- [Extracted text]
* * * * * * * * *

As for Unicode, at a very high level, Unicode is an attempt to assign a single, unique number to every character. Obviously that number has to be something wider than a byte since there are more than 256 characters :) Java uses a version of Unicode where every character is assigned a 16-bit value (and this is why Java characters are 16 bits wide and have integer values from 0 to 65535). When you get the byte representation of a Java character, you have to tell the JVM the encoding you want to use so it will know how to choose the byte sequence for the character.
Character encoding is what you use to solve the problem of writing software for somebody who uses a different language than you do.
You don't know how what the characters are and how they are ordered. Therefore, you don't know what the strings in this new language will look like in binary and frankly, you don't care.
What you do have is a way of translating strings from the language you speak to the language they speak (say a translator). You now need a system that is capable of representing both languages in binary without conflicts. The encoding is that system.
It is what allows you to write software that works regardless of the way languages are represented in binary.
Most computer programs must communicate with a person using some text in a natural language (a language used by humans). But computers have no fundamental means for representing text: the fundamental computer representation is a sequence of bits organized into bytes and words, with hardware support for interpreting sequences of bits as fixed width base-2 (binary) integers and floating-point real numbers. Computer programs must therefore have a scheme for representing text as sequences of bits. This is fundamentally what character encoding is. There is no inherently obvious or correct scheme for character encoding, and so there exist many possible character encodings.
However, practical character encodings have some shared characteristics.
Encoded texts are divided into a sequence of characters (graphemes).
Each of the known possible characters has an encoding. The encoding of a text consists of the sequence of the encoding of the characters of the text.
Each possible (allowed) character is assigned a unique unsigned (non negative) integer (this is sometimes called a code point). Texts are therefore encoded as a sequence of unsigned integers. Different character encodings differ in the characters they allow, and how they assign these unique integers. Most character encodings do not allow all the characters used by the many human writing systems (scripts) that do and have existed. Thus character encodings differ in which texts they can represent at all. Even character encodings that can represent the same text can represent it differently, because of their different assignment of code points.
The unsigned integer encoding a character is encoded as a sequence of bits. Character encodings differ in the number of bits they use for this encoding. When those bits are grouped into bytes (as is the case for popular encodings), character encodings can differ in endianess. Character encodings can differ in whether they are fixed width (the same number of bits for each encoded character) or variable width (using more bits for some characters).

* * * * * * * * *

Source data:
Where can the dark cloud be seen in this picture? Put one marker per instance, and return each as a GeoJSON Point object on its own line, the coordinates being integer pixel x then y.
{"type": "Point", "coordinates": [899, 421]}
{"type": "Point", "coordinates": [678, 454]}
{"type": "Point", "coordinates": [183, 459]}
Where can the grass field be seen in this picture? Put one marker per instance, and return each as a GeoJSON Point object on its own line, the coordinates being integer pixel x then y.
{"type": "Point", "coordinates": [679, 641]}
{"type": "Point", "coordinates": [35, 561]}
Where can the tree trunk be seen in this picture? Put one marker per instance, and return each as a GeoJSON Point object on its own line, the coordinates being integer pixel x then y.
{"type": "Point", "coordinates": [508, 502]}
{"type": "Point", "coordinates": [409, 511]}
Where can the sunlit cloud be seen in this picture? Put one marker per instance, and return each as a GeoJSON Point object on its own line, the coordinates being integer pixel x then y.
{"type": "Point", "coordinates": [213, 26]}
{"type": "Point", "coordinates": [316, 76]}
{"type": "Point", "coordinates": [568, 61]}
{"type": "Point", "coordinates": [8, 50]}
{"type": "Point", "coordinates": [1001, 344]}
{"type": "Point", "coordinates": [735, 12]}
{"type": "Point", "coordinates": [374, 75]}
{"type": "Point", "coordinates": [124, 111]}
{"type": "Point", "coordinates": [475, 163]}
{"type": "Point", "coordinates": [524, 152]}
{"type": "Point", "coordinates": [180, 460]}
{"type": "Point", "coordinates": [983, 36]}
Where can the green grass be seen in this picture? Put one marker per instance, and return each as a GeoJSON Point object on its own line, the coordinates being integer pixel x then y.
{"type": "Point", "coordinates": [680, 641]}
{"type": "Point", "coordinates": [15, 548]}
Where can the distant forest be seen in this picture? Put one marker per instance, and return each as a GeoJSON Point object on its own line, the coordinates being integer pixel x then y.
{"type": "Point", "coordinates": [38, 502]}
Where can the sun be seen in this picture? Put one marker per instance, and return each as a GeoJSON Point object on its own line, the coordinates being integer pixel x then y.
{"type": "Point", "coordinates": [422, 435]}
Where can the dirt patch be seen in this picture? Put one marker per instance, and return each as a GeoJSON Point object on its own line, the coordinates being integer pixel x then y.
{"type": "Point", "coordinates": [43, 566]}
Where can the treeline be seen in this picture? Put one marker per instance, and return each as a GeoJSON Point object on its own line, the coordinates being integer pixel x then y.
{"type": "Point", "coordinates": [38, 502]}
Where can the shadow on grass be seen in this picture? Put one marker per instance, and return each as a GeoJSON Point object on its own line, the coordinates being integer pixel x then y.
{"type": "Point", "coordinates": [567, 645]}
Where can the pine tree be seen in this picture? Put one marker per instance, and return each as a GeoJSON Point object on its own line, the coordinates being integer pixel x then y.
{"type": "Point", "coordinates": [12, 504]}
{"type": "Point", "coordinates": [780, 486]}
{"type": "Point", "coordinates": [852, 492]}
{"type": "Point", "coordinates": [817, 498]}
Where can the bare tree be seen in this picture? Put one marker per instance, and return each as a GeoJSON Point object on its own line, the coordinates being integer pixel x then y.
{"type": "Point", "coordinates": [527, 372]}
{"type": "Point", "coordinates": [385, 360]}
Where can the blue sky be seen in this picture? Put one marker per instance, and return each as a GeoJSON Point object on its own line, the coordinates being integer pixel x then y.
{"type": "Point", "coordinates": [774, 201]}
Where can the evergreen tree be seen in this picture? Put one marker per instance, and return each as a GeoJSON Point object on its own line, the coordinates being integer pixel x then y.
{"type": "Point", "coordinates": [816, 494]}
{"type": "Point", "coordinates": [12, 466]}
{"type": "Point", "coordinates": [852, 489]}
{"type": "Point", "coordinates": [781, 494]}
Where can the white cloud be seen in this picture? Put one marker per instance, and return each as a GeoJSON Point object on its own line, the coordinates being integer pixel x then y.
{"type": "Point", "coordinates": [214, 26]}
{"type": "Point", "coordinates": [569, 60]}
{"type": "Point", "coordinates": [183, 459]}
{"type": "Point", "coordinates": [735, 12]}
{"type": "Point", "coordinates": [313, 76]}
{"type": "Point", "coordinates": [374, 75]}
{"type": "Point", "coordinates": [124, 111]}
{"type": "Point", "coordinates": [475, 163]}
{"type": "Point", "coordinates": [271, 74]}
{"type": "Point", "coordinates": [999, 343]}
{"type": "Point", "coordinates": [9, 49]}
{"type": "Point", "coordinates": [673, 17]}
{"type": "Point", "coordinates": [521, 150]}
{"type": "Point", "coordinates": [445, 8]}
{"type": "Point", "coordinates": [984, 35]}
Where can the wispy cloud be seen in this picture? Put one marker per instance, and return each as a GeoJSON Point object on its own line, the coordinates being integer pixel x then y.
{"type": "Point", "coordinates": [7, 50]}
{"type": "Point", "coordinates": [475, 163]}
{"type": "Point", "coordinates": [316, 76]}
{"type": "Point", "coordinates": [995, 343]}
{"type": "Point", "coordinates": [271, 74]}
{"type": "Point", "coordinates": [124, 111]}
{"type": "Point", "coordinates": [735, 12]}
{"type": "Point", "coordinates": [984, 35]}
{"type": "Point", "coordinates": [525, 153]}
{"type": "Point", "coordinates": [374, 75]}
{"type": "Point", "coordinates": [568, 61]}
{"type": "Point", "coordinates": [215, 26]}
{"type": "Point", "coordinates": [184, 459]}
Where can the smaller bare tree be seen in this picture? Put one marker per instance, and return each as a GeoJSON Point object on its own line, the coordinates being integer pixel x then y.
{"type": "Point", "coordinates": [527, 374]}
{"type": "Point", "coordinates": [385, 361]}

* * * * * * * * *

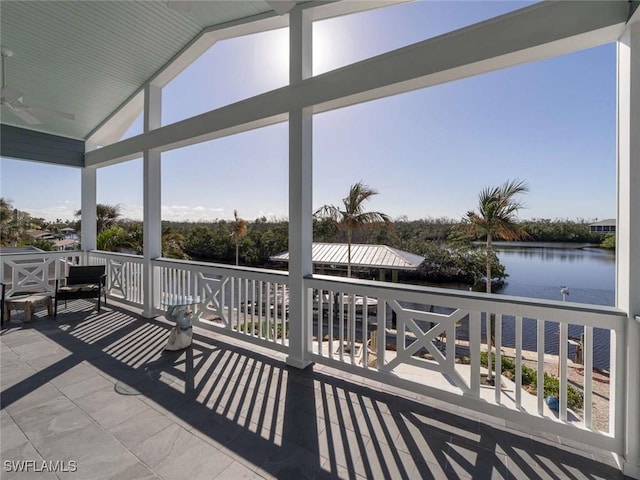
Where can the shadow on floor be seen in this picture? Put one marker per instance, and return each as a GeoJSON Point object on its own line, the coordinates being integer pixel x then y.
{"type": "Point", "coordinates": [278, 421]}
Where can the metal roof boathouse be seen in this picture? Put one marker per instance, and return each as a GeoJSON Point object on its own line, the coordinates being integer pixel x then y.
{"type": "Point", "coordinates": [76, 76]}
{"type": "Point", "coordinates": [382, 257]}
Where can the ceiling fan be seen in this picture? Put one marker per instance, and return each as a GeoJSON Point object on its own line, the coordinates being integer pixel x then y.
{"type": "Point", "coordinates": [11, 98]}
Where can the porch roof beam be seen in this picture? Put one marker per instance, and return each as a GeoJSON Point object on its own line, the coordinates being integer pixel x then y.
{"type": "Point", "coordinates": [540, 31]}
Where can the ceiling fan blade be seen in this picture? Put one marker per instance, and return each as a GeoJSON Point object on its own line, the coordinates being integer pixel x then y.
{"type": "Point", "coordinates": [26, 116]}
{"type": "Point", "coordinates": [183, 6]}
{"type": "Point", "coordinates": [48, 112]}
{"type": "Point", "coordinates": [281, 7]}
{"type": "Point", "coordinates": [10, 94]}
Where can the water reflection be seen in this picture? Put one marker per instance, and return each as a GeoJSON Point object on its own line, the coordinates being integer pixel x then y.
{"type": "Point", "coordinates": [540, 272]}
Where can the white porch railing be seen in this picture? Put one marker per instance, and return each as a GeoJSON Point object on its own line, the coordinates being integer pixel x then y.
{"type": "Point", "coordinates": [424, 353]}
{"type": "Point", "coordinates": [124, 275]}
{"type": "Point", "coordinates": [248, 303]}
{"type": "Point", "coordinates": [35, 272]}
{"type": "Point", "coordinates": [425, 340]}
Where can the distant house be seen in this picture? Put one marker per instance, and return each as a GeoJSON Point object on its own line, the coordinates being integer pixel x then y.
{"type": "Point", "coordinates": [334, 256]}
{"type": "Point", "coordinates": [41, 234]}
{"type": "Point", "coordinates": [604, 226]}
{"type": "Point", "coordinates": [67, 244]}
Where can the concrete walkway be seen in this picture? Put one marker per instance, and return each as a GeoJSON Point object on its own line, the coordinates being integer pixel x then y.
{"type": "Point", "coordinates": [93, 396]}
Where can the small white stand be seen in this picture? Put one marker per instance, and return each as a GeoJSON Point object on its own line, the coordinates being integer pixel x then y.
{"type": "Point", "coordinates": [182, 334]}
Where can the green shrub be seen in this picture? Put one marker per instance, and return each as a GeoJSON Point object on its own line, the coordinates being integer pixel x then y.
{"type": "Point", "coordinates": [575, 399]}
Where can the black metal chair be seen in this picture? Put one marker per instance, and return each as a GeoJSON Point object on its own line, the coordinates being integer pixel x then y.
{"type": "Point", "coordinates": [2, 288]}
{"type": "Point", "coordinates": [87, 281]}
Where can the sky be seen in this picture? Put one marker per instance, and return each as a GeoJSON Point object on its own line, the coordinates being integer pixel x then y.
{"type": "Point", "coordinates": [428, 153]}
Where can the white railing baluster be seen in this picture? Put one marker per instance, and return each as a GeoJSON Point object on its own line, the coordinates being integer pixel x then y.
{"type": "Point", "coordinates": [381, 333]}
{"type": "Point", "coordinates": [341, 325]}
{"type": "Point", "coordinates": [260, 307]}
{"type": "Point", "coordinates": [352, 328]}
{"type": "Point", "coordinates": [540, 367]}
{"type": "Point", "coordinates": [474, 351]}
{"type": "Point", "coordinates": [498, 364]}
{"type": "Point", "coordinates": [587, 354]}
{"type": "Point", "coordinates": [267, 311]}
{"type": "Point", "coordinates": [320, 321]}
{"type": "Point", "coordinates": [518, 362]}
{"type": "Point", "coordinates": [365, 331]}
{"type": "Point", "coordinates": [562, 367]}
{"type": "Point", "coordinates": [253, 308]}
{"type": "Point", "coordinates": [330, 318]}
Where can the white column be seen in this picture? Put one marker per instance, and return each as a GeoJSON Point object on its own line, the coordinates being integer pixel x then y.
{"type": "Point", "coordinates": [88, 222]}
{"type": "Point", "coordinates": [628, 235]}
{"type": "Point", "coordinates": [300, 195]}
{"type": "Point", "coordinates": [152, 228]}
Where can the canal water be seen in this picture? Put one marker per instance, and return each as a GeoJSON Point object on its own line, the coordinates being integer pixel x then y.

* * * * * * * * *

- [Job 1]
Return, word for word, the part of the character encoding text from "Encoded texts are" up to and including "of the text.".
- [Job 2]
Resume the text on character encoding, starting right after its last sentence.
None of the entries are needed here.

- [Exercise answer 1]
Encoded texts are divided into a sequence of characters (graphemes).
Each of the known possible characters has an encoding. The encoding of a text consists of the sequence of the encoding of the characters of the text.

- [Exercise answer 2]
Therefore, if a computer program receives a sequence of bytes that are meant to represent some text, the computer program must know the character encoding used for that text, if it is to do any kind of manipulation of that text (other than regarding it as an opaque value and forwarding it unchanged). The only possibilities are that the text is accompanied by additional data that indicates the encoding used or the program requires (assumes) that the text has a particular encoding.
Similarly, if a computer program must send (output) text to another program or a display device, it must either tell the destination the character encoding used or the program must use the encoding that the destination expects.
In practice, almost all problems with character encodings are caused when a destination expects text sent using one character encoding, and the text is actually sent with a different character encoding. That in turn is typically caused by the computer programmer not bearing in mind that there exist many possible character encodings, and that their program can not treat encoded text as opaque values, but must convert from an external representation on input and convert to an external representation on output.

Which are the advantages of byte objects over string objects in Python?

I understand the differences between byte/bytearray and string in Python and how to handle/manipulate/convert these objects but I cannot find real life scenarios/examples where you would prefer to work with bytes instead of strings in the code.
Which are the advantages of byte objects over string objects in Python?
and in which real life scenarios should you convert in your code strings into bytes and why?
For all modern computer architectures, a byte consists of 8 bits and thus can encode 256 distinct values.
In the ASCII character encoding, there are only 128 different values, with only a subset of those being printable. With UTF-8 it gets a little more complicated, but you end up in a similar problem, that not all byte sequences are representable as a string. So anytime you have a sequence of bytes that is not representable as a string, you have to use bytes() or bytearray.
One example of when you might need to use bytes, is when working with crypto and pseudo-random sequence generation, where you will often end up with a sequence of bytes that cannot be represented 1-to-1 as a string. This is because you want to work with as large as possible an output space when generating pseudo-random numbers and sequences. See for example secrets.token_bytes from the stdlib.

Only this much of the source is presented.